# Given entries
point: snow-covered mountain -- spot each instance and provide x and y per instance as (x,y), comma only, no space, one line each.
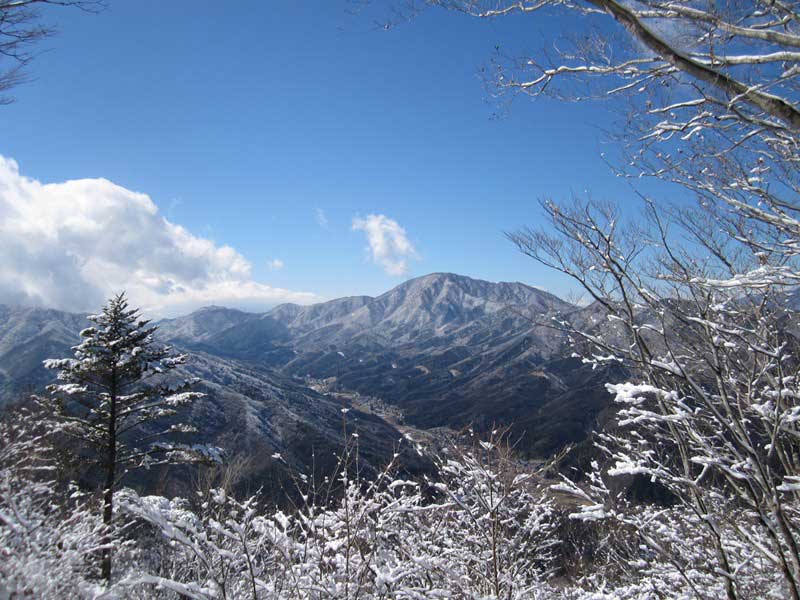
(447,350)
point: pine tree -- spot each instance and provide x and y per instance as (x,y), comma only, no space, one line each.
(111,396)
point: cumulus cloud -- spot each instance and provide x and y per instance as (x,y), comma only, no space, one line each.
(70,245)
(389,246)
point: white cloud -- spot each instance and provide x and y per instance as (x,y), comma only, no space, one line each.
(388,243)
(70,245)
(321,218)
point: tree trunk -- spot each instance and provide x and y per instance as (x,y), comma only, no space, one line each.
(108,492)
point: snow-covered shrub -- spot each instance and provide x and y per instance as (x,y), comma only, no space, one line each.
(49,543)
(480,531)
(707,331)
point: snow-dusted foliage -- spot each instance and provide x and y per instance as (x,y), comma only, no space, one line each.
(708,418)
(481,531)
(115,398)
(49,540)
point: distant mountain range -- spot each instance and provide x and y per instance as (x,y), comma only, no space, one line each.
(443,349)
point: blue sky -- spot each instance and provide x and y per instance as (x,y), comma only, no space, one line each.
(245,121)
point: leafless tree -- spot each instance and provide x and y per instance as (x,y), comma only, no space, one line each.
(21,28)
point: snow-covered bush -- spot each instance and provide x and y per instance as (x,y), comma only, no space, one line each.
(49,539)
(480,531)
(709,414)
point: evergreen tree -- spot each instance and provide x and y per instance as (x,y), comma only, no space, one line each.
(113,393)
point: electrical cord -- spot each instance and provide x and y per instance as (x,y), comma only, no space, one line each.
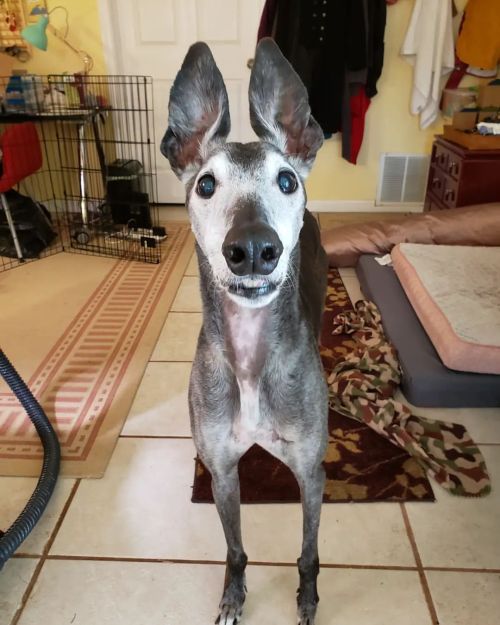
(38,501)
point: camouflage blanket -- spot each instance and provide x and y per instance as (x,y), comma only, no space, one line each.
(362,386)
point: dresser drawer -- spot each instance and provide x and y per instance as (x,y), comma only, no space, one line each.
(450,192)
(453,165)
(436,182)
(441,156)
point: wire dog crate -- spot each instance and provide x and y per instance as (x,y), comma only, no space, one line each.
(98,180)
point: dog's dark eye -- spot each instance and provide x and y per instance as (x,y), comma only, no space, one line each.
(287,181)
(206,186)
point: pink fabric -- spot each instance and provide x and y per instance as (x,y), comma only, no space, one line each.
(22,155)
(455,352)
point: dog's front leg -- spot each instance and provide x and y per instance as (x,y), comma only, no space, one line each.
(311,482)
(226,491)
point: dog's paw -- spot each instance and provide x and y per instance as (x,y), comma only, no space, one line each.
(306,614)
(229,615)
(231,606)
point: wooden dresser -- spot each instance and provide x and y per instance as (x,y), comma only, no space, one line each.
(460,177)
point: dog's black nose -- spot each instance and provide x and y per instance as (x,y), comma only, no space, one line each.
(252,249)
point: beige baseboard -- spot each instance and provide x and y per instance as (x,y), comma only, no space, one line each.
(361,206)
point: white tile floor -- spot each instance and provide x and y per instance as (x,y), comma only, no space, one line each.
(132,549)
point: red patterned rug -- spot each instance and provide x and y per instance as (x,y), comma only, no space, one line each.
(86,373)
(360,464)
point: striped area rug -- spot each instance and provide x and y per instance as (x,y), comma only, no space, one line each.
(86,379)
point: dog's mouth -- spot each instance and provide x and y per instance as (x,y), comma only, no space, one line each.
(252,292)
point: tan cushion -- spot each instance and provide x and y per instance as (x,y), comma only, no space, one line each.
(469,225)
(455,292)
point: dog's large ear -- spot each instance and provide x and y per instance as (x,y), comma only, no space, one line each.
(279,107)
(198,112)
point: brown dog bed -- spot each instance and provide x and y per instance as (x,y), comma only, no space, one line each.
(469,225)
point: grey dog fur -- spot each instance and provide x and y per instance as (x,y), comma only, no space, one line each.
(285,365)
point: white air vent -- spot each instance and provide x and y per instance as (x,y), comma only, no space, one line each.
(403,178)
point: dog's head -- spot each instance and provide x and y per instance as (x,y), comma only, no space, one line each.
(246,201)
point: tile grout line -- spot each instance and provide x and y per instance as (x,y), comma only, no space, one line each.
(388,567)
(131,560)
(44,555)
(420,569)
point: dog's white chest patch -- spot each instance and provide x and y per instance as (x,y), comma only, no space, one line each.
(249,347)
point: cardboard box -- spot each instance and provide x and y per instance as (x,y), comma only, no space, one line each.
(489,96)
(472,141)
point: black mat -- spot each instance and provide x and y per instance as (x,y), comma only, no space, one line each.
(426,381)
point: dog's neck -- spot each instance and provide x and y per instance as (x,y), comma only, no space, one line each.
(248,336)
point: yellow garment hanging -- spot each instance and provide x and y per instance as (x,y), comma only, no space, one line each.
(479,41)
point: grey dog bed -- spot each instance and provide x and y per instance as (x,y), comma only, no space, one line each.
(426,381)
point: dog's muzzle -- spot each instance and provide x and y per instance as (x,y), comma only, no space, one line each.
(252,249)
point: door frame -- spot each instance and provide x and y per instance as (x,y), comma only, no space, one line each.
(110,35)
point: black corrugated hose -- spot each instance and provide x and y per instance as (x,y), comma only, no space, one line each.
(33,510)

# Exercise goal
Transcribe each entry precisely as given, leaving the pictures out.

# Answer to this task
point: snow-covered mountain -- spot each instance and provide x and y per instance as (x,y), comma only, no space, one line each.
(447,350)
point: pine tree -- spot each instance and provide x and y per instance as (x,y), comma only, no space, one line each.
(111,396)
point: cumulus cloud -- spot each instance and provide x and y per instance as (x,y), comma only, no space, one line each.
(70,245)
(389,246)
point: white cloud -- spot each instance and provide x and y per instance as (x,y), comma only, no space, one line each.
(388,243)
(70,245)
(321,218)
point: tree trunk -- spot each instance and provide x and y per instance as (x,y), comma only, no space, one line each.
(108,492)
point: snow-covered shrub -- spot each instance and provide x and y per instance as (x,y), comma only, no space, one line each.
(49,543)
(480,531)
(707,331)
point: snow-dusted foliage -- spot each instance and provide x and y per instance as (x,y), comma only, no space, one line each.
(708,418)
(481,531)
(115,398)
(49,540)
point: distant mountain range -- spot each instance and provide x and y per instance as (x,y), comma only, no space, one line each.
(443,349)
point: blue sky -- spot each instance and provide x and y per instance as (x,y), comma only, no space, one line each.
(245,121)
point: leafless tree -- spot each instance and provide x and y per instance as (x,y), comma only, no space, one line each.
(21,28)
point: snow-covered bush -- spot each instance and provide x and y per instance as (x,y), comma only, no space, one line each.
(49,539)
(480,531)
(709,414)
point: evergreen tree -- spot each instance and provide x and y per instance as (x,y), comma only, no space, one line each.
(113,393)
point: electrical cord -- spot each instance and provide x and y per instance as (x,y), comma only, no space, one line each.
(38,501)
point: camouflage blanket -- spot each instance and provide x and y per instance as (x,y), comma only, no space, one line each.
(362,386)
point: dresser drawer -- spot each instance and provide x and y per instance as (x,y), comma only, no space, one line each.
(450,192)
(453,165)
(436,182)
(441,156)
point: wire dog crate -- spot each instance and provide x and y per instance as (x,y), comma only, no space, one line each.
(98,180)
point: dog's dark eye -- spot each instance and provide x and y per instance as (x,y), comma only, no space, one line each.
(287,181)
(206,186)
point: pink fabric -- spot each instance and provide x and y per instance as (x,y), comma only, no space, one line each.
(22,155)
(455,352)
point: dog's front leg -- spot each instance and provide x and y per instance as (x,y), comma only, no space, one line each.
(311,482)
(226,491)
point: dog's paw -- spot each instance and provide x and y per instance as (x,y), comma only, no space, one line each.
(306,614)
(229,615)
(231,606)
point: wooden dresser -- spot each instance and provide x and y per instance as (x,y), comma only, no space, one line each.
(460,177)
point: dog's black nose -- spot each instance and provide x and y per instance as (x,y), comma only, no space, one line each.
(252,249)
point: beige baseboard -- spot each instance and provide x and y per instance as (x,y), comma only, no space, one line each.
(361,206)
point: white tile floor -- spot each instance and provide x and y per instance as (x,y), comma only, no space, one line each.
(132,549)
point: red patterned rug -- spot each instance and provide x and y per instance as (x,y), comma only, no space, one line each.
(86,373)
(360,464)
point: striped area rug -- spot each instance and provide x and y per instance as (x,y), comma only, no space, one line each.
(86,379)
point: dog's mouth -- spot each instance and provide x and y per instance as (x,y), comma only, no space, one line each.
(252,292)
point: tan cushion -- spot each instance and provide x and y per instance as (x,y), comma only, no space, one line each.
(469,225)
(455,292)
point: dog's large ear -- spot each instance and provide x and y per instance as (x,y), comma only, no space, one line each.
(279,107)
(198,112)
point: brown dog bed -- spot each instance and provide x and y per instance as (x,y), comma only, no space, one line each.
(469,225)
point: grey dog fur -- spot each instance and provide x and y per instance as (x,y), comma only, no space, one line each.
(285,365)
point: white air vent -- spot each instance and provide x and y per instance as (x,y), comma only, no space, one line each.
(403,178)
point: dog's head -- spot each instance and provide x and y per instance as (x,y), comma only, no space, one line each.
(246,201)
point: tile grout line -- spot each instance and provide x and y per instance as (x,y), comma only, no space, one line each.
(388,567)
(131,560)
(44,555)
(420,569)
point: dog's white chest patch -- spot each instance and provide x and y per instance as (x,y), comma only, no space, one line each.
(249,347)
point: cardboard box -- spot each instance and provide x and y per instance as (x,y), comma only, no space, one line each.
(489,96)
(472,141)
point: black mat -- spot each instance and provide x and y per instance as (x,y), comma only, no space, one line each.
(426,381)
point: dog's neck -- spot each instance and provide x and y per instance as (x,y), comma only, no space, one line each.
(248,336)
point: yellow garment hanging -- spot each instance and provide x and y per instance as (x,y), comma only, no space, one line each.
(479,41)
point: grey dog bed -- spot each instance and provide x and y per instance as (x,y), comma only, no space, one line each.
(426,381)
point: dog's muzzle -- spot each instance and provide x and y per instance as (x,y), comma only, no space, one line each.
(252,249)
point: door frame -- spot each instance and provide x and y per instance as (x,y), comma only, no space, one line each.
(110,35)
point: black corrugated hose -- spot each instance and provide x and y per instance as (x,y), comma only, no space, one line each.
(33,510)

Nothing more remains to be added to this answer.